*Task:* Please pick out each line of the items below that contains the word "green" and copy those lines.
-- START OF Dataset records --
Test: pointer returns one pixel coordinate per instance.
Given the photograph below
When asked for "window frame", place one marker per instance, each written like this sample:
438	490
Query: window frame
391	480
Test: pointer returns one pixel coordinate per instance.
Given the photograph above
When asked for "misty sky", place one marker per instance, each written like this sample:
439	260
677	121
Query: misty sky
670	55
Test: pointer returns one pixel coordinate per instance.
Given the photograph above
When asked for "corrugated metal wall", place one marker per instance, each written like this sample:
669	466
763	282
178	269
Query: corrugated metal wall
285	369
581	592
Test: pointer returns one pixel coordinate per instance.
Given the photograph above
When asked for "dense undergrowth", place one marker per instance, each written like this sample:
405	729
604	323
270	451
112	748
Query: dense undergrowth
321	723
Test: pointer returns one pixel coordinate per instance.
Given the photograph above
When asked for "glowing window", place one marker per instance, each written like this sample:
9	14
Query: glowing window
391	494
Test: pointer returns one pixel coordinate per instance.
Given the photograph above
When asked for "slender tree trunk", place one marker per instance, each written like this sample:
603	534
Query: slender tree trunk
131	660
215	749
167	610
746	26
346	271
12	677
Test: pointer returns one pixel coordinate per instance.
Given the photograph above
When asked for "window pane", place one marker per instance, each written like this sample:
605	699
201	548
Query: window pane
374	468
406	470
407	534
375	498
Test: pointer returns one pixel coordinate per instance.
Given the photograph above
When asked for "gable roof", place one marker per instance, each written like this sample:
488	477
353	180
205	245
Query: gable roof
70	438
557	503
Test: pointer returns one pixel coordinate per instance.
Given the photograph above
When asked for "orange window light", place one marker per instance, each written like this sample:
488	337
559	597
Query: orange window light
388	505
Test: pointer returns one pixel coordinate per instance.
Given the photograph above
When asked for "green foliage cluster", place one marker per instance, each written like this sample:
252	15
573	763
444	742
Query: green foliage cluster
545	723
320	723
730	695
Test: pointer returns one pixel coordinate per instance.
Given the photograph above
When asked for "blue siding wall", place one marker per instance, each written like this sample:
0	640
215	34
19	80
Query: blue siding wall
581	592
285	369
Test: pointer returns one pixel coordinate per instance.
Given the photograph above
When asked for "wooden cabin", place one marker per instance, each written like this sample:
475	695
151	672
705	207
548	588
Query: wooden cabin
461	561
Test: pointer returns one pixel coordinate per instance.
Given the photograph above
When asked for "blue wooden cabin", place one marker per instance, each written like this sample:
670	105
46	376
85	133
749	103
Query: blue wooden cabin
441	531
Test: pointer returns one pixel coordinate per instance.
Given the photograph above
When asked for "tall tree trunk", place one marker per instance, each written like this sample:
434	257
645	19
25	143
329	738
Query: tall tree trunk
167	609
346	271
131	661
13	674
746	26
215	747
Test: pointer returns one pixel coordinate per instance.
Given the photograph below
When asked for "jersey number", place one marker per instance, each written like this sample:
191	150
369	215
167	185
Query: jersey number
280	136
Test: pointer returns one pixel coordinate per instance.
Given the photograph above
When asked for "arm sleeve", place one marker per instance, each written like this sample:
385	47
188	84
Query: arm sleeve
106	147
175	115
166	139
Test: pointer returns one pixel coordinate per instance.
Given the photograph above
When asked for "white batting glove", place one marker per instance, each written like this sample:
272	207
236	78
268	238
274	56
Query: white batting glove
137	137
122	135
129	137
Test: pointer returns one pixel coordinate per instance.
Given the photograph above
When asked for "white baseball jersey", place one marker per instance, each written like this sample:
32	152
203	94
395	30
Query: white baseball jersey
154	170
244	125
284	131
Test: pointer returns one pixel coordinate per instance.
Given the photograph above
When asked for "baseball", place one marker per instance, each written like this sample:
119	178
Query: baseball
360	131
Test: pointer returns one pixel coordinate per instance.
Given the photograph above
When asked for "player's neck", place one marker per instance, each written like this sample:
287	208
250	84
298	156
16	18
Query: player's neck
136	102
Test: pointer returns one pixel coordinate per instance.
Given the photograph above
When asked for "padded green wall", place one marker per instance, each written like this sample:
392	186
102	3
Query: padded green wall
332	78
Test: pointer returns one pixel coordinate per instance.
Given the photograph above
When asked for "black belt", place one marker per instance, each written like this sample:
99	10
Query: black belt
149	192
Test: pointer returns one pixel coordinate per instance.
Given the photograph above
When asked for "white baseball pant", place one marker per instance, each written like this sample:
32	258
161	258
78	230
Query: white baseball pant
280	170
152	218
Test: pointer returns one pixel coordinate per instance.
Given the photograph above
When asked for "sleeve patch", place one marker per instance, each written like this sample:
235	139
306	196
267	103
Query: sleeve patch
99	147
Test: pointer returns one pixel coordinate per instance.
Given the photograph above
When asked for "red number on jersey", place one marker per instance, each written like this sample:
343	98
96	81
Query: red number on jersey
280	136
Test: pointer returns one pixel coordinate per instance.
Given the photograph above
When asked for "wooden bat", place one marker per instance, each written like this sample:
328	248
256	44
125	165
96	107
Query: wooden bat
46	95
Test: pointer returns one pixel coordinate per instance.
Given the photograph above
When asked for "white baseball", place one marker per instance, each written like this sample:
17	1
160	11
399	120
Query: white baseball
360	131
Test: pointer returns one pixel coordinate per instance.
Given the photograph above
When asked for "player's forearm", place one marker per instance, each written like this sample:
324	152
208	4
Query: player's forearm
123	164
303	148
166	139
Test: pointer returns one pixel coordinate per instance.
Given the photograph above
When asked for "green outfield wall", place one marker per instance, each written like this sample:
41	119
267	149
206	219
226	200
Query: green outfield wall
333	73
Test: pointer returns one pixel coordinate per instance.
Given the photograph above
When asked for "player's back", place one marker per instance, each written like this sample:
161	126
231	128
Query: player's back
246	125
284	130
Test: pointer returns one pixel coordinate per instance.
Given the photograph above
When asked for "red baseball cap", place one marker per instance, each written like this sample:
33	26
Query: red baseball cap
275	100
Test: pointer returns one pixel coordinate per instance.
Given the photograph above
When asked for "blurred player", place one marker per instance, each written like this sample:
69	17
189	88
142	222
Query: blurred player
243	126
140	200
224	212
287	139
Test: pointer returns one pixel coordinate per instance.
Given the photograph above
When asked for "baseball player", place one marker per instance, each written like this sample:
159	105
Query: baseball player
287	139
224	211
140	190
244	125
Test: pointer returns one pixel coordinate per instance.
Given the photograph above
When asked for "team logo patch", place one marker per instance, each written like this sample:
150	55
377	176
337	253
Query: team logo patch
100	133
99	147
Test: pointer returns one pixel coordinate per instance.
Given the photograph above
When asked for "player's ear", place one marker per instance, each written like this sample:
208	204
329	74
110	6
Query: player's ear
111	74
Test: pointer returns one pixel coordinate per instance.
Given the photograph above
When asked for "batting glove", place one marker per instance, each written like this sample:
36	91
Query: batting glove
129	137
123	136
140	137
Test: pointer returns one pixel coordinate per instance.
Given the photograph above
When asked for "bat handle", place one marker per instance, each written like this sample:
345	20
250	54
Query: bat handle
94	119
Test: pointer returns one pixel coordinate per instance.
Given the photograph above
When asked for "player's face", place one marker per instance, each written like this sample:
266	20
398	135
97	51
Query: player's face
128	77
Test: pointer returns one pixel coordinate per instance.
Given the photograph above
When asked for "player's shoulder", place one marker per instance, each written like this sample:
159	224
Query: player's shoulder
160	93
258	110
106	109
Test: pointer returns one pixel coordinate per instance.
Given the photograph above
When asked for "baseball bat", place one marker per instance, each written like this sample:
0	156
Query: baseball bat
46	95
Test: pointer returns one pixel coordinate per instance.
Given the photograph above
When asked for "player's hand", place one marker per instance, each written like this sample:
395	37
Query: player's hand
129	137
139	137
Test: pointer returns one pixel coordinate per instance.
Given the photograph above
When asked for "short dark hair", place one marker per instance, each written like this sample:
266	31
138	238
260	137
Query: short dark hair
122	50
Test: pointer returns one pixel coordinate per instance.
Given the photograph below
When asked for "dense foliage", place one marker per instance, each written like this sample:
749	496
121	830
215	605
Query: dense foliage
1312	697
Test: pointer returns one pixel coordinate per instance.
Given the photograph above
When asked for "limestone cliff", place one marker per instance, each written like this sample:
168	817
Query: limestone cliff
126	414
-- END OF Dataset records --
*Task answer:*
When asked for "green foliage cluster", place one marker per instance, each written like this sample:
Query: green foliage cluster
When asked for "padded green wall", place one marker per instance, each written like this sample:
Query: padded green wall
When asked for "green outfield wall", place one marker per instance, each written like this sample:
Query: green outfield wall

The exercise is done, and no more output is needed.